Stored data entries:

= = = = =

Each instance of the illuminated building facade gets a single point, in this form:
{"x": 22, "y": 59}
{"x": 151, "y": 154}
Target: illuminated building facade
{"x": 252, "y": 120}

= = = = =

:: EXERCISE BRIEF ::
Give back the whole of the data above, exactly as written.

:: OUTPUT FOR THIS EXERCISE ::
Each instance of the illuminated building facade gets a single point, in this form:
{"x": 22, "y": 59}
{"x": 151, "y": 154}
Target: illuminated building facade
{"x": 252, "y": 120}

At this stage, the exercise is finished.